## 抜粋本文
┄┄┄┄┄┄┄┄┄┄
Science November 17 2023, Vol.382

二量体エステルを形成する (Forming dimer esters)

二次有機エアロゾル(SOA)の物理的・化学的な性質は含まれる化学種に依存するが、それらの化学種がどんなものでどのように形成されたのかは曖昧な点が少なくない。Kensethたちは、SOAの地球全体の主源であるα-ピネンとβ-ピネンのオゾン分解から形成される数種の二量体エステルの構造を報告している。彼らが記述する化学的な内容は、大気SOAに含まれる二量体化合物が作られる一般的な経路を表していそうである。(MY,nk,kh)

【訳注】
  • ピネン:モノテルペンの1種で、化学式がC10H16で表される有機化合物。αとβで二重結合位置が異なる。
  • 二次有機エアロゾル:一次有機エアロゾルは生物圏から直接放出されたエアロゾルであるが、二次有機エアロゾルは大気中に放出された揮発性有機化合物から光化学反応による酸化過程を経て生成したエアロゾル。
  • オゾン分解:オゾンによって有機化合物の炭素-炭素二重結合が酸化切断される反応のこと。
Science, adi0857, this issue p. 787

ミトコンドリアのグルタチオン・レベルを調整する (Tuning mitochondrial glutathione levels)

グルタチオン(GSH)は抗酸化剤、鉄恒常性およびその他の細胞機能として重要な役割をもつ。グルタチオンは輸送タンパク質SLC25A39によってミトコンドリアへ運ばれ、そしてSLC25A39の存在量は、ミトコンドリア中のGSH濃度が低い場合は増加して、フィードバック調節を提供してGSH濃度を維持する。Liuたちは、SLC25A39の存在量が、SLC25A39とプロテアーゼであるAFG3L2との会合によって制御されていることを報告している。ミトコンドリアのGSH濃度が低いときには、鉄–硫黄クラスターがSLC25A39と競合して結合するので、AFG3L2のSLC25A39との結合(したがってSLC25A39の分解)が防がれることを彼らは提案している。このような機構がミトコンドリア中の鉄恒常性を調整し、GSH濃度を維持するのに役立っているのかもしれない。(hE,nk,kh)
┄┄┄┄┄┄┄┄┄┄
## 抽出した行

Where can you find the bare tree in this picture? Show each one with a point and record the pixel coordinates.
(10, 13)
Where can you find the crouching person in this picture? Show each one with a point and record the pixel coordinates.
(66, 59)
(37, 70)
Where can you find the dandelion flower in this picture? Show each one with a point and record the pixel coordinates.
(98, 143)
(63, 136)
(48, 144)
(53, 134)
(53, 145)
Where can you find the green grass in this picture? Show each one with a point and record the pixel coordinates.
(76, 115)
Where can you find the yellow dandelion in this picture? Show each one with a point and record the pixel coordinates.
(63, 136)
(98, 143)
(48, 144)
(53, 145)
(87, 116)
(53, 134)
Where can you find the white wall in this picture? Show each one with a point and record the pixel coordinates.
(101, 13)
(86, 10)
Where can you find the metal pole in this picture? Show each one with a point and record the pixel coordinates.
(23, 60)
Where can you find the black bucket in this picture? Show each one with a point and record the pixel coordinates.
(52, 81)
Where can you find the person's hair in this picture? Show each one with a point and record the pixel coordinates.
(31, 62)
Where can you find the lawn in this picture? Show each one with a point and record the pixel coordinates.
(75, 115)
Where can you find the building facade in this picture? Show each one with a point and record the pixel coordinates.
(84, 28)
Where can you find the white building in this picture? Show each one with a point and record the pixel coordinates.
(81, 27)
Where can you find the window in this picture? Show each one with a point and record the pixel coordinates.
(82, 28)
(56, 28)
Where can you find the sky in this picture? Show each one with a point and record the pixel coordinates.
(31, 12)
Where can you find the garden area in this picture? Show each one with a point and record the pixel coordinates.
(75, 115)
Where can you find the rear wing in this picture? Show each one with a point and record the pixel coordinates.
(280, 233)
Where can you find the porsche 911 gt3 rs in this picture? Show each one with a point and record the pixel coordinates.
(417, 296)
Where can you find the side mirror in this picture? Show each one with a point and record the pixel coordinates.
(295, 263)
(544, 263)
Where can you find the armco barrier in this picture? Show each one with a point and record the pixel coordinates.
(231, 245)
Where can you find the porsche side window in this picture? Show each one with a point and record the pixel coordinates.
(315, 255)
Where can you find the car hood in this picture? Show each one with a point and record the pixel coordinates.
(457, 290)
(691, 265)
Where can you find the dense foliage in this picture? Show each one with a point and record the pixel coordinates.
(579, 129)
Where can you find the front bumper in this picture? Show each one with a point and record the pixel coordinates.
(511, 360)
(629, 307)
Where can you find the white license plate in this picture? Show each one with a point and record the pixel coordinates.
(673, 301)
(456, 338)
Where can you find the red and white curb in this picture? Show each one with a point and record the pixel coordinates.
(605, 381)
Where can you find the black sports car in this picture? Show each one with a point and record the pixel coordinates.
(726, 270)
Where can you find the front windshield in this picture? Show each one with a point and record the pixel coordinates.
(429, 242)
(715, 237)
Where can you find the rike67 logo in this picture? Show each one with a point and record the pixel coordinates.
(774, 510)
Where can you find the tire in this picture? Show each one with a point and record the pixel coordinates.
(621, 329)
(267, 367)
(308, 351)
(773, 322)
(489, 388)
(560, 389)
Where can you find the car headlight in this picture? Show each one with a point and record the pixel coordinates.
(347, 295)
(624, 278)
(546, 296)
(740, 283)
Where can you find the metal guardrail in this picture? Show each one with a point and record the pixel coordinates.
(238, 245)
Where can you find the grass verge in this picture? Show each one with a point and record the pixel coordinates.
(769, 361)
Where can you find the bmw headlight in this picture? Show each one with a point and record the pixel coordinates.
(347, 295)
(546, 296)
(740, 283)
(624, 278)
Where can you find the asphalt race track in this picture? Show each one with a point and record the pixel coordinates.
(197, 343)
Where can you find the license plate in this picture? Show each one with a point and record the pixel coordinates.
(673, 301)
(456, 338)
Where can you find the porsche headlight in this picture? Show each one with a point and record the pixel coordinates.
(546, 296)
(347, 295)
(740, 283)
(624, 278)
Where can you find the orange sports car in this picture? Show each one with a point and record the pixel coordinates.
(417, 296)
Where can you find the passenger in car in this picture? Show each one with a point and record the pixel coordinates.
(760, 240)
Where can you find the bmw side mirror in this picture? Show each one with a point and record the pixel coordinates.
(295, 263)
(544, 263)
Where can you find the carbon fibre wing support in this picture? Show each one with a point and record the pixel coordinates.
┄┄┄┄┄┄┄┄┄┄
## 実施する課題
a. 抜粋本文のうち、「二量体エステルを形成する (Forming dimer」から「とβで二重結合位置が異なる。」までの部分を一字も変えずに出力すること。
b. 抜粋本文によると、グルタチオンをミトコンドリアへ運ぶ輸送タンパク質は何か。
c. 抜粋本文が途切れたところから、その続きを書き足すこと。

## 課題別の解答
a.
二量体エステルを形成する (Forming dimer esters)

二次有機エアロゾル(SOA)の物理的・化学的な性質は含まれる化学種に依存するが、それらの化学種がどんなものでどのように形成されたのかは曖昧な点が少なくない。Kensethたちは、SOAの地球全体の主源であるα-ピネンとβ-ピネンのオゾン分解から形成される数種の二量体エステルの構造を報告している。彼らが記述する化学的な内容は、大気SOAに含まれる二量体化合物が作られる一般的な経路を表していそうである。(MY,nk,kh)

【訳注】
  • ピネン:モノテルペンの1種で、化学式がC10H16で表される有機化合物。αとβで二重結合位置が異なる。

b. SLC25A39

c.
Science, adf4154, this issue p. 820

金とアンチモンが1つの球を作る (Gold and antimony have a ball)

C60フラーレン分子は、サッカー・ボールに似た対称性の高い構造のため広く注目を集めてきた。Xuたちは今回、幾何学的に類似していて、5回対称を持つ金属クラスターについて報告している。この化合物は表面が12個の金原子と20個のアンチモン原子からなり、これらの原子は合計6つの非局在的な負電荷を共有し、またその中心にある1個の正電荷カリウム・カチオンをとり囲んでいる。この分子は、エチレンジアミン溶液中でのK8SnSb4と金(I)ホスフィン錯体との反応により調製され、結晶学的に、外部クリプタンドで隔離されたカリウム・イオンとの塩として特徴づけられた。(MY)

【訳注】
  • 5回対称:軸の周りに72°回転させると重なる対称性のこと。正五角形が該当する。
  • クリプタンド:2つ以上の環からなるかご状の多座配位子の総称。
Science, adj6491, this issue p. 840

安価なニッケルを用いたカルボニル化 (Carbonylation for a nickel)

メタノールから酢酸への変換および関連するエステルのカルボニル化反応は、現代の工業化学の土台である。現在の製法は、一酸化炭素挿入化学反応に対して貴金属であるロジウムまたはイリジウムの触媒に依存している。Yooたちは今回、地球上に豊富に存在するニッケルを触媒として用いる、有望な実験室規模での結果を報告している。反応条件下でのニッケルの堅牢性の鍵は、従来のホスフィンの代わりにN-複素環カルベン配位子との錯体形成である。(KU,kj)

Science, ade3179, this issue p. 815

温度変化を弱める (Dampening temperature change)

人為的気候変動により地球が蓄積した余剰熱の約90%が海洋に吸収されてきたが、そのことが大気温度の上昇を緩和している。その熱の多くは、大規模な海洋循環様式によって海面から深海に伝達されてきた。この機構は、人類が地球を温め始める前から同様に活発だったのだろうか? Luたちは、大西洋子午面海洋循環が少なくとも過去1200年間にわたって熱を表面から深海に急速に伝達することにより大気と海洋上層部の温度変化を弱めてきたことを、亜北極北大西洋の堆積物の観測結果が示していると報告している。(Sk,nk,kh)

Science, adf1646, this issue p. 834

AIを用いた一般化されたゲーム対戦 (Generalized game playing with AI)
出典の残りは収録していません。